**Aim of the task:** The required answer is each line in the entries below where "white" occurs.

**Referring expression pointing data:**
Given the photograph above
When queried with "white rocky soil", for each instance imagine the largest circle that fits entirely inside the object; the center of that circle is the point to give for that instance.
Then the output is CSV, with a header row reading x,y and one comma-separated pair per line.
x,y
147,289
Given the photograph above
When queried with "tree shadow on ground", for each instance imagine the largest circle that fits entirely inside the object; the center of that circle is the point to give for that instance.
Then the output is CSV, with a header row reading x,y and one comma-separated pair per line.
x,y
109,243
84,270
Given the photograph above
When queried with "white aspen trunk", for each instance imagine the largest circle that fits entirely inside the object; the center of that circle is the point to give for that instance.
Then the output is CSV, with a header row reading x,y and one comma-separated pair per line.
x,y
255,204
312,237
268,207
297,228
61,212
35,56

**Result of this task:**
When queried with "white rocky soil", for each instance imagine the largest circle that fits entirely inside the object; the center of that circle is the point to give for that instance.
When queried with "white aspen trunk", for each instance imagine the largest circle that fits entirely inside the object; the center of that circle is the point to give for that instance.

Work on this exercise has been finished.